* **Exercise**: In the lines below, look for "glass". Copy each line where it appears.

╭─ Entries supplied

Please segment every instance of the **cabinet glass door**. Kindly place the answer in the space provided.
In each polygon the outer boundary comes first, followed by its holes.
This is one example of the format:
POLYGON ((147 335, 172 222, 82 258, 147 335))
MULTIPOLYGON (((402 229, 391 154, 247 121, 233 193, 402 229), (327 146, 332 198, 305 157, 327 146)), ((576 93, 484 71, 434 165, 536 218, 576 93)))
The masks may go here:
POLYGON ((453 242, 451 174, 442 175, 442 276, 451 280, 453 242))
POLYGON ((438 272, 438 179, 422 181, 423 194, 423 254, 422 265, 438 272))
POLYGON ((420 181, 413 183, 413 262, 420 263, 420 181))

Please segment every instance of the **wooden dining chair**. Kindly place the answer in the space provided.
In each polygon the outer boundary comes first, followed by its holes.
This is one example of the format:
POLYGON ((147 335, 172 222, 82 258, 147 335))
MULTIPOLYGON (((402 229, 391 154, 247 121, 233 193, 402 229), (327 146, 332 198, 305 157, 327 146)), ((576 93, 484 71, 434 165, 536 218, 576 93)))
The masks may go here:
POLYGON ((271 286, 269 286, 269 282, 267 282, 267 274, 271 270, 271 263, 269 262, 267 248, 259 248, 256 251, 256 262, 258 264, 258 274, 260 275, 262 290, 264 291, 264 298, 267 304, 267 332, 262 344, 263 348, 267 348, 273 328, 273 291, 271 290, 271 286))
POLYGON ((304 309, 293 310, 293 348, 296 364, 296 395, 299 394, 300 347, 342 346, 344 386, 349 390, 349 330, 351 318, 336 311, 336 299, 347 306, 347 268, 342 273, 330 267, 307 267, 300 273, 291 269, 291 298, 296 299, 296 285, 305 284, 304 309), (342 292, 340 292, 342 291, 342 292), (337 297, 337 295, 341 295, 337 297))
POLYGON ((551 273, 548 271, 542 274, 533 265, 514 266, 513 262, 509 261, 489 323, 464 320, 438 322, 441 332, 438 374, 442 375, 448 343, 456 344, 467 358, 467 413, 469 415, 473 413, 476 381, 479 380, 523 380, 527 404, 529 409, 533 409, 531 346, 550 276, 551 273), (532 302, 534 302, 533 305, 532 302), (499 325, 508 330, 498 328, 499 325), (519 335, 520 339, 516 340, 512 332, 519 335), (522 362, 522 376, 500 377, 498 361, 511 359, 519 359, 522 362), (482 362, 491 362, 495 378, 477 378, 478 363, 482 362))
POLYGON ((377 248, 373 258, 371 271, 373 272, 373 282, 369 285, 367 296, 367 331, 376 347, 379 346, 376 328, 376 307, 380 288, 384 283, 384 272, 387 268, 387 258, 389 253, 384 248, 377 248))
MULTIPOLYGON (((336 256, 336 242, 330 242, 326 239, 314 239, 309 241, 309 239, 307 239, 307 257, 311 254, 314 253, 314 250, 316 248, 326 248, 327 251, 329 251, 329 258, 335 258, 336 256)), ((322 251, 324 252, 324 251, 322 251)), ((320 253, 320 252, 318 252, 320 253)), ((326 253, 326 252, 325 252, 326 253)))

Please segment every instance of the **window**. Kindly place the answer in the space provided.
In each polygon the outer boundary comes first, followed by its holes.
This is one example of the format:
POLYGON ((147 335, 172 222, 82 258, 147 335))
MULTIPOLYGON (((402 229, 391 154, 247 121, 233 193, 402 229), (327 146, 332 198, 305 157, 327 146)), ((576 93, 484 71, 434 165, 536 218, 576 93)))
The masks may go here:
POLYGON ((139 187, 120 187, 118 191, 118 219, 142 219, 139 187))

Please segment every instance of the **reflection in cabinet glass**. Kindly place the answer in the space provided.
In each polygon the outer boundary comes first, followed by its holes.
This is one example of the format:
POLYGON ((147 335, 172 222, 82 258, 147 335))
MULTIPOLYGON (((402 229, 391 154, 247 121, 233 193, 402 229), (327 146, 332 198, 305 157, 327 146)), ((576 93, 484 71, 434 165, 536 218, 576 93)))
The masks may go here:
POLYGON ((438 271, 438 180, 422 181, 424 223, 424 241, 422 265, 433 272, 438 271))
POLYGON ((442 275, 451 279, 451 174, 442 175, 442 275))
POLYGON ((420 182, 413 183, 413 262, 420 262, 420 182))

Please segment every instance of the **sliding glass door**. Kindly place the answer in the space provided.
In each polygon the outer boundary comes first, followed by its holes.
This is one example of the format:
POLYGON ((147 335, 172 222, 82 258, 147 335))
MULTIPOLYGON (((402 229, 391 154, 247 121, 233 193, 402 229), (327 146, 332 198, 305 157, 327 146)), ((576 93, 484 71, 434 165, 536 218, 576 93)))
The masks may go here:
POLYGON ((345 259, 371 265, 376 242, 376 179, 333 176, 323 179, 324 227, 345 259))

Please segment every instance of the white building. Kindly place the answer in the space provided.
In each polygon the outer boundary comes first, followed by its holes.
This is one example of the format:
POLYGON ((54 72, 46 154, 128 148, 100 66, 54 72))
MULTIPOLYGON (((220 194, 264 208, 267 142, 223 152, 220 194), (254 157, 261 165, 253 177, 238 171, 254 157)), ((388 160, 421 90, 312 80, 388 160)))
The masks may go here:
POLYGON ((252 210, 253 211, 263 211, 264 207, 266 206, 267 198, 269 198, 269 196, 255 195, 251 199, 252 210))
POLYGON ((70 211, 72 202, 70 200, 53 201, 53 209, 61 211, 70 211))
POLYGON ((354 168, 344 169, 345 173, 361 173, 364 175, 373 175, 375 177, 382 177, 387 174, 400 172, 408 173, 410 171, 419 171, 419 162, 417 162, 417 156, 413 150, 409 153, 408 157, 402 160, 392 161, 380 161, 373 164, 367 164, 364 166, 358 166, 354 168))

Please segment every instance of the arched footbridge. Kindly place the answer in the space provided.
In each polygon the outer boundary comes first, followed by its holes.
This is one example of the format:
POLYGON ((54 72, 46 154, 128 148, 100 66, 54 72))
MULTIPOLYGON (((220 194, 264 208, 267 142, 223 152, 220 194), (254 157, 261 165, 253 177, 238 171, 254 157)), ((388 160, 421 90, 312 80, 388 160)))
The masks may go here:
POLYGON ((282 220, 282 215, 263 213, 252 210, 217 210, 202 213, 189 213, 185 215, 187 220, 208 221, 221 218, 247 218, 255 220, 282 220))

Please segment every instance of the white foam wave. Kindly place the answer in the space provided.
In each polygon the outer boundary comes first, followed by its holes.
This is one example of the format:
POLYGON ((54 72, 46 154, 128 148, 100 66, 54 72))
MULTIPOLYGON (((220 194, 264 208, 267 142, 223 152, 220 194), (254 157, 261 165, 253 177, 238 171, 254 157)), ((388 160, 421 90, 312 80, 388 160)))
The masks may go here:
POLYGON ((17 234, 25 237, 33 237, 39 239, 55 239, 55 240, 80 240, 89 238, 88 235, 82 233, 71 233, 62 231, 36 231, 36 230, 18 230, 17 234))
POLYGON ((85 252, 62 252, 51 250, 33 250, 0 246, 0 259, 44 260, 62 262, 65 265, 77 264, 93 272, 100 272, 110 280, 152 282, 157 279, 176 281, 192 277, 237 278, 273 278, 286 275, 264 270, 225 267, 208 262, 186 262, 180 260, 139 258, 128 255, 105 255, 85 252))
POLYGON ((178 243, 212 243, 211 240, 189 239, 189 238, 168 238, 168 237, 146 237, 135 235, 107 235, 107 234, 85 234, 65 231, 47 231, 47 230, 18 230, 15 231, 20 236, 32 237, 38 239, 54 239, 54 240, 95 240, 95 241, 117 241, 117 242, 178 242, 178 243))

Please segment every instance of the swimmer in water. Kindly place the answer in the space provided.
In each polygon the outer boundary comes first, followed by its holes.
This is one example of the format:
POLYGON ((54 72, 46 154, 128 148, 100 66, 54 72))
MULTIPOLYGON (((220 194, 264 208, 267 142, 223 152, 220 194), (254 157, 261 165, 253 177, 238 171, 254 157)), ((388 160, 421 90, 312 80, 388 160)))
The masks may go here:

╰─

* **Solution to this exercise**:
Please segment every instance of the **cabinet glass door**. Kindly place the answer in the space provided.
Please segment every instance of the **reflection in cabinet glass**. Kindly place the answer in the space provided.
Please segment every instance of the **sliding glass door**. Kindly place the answer in the space provided.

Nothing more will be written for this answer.